RECORDS TO USE -
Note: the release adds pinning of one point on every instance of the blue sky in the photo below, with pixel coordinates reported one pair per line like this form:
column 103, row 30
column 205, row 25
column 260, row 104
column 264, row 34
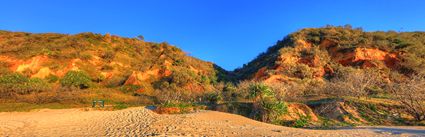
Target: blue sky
column 226, row 32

EXERCISE DIRECTIONS - Reproduce all of the items above word for word, leaving out the pictures.

ANSWER FOR THE TASK -
Note: the release adds pinning of one point on every instance of the blue sky in the photo below, with pixel coordinates reported one pair per line like this form:
column 103, row 30
column 205, row 25
column 260, row 104
column 264, row 34
Target: blue sky
column 226, row 32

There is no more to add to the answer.